▸ **SHORT PROBLEM**: Tally how many lines below contain the string "tree", with case counting, and reply with the number alone.

begin ENTRIES

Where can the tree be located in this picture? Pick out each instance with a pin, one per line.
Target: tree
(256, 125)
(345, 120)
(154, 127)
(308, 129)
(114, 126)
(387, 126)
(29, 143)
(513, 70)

end ENTRIES

▸ **ANSWER TO THIS PROBLEM**: 2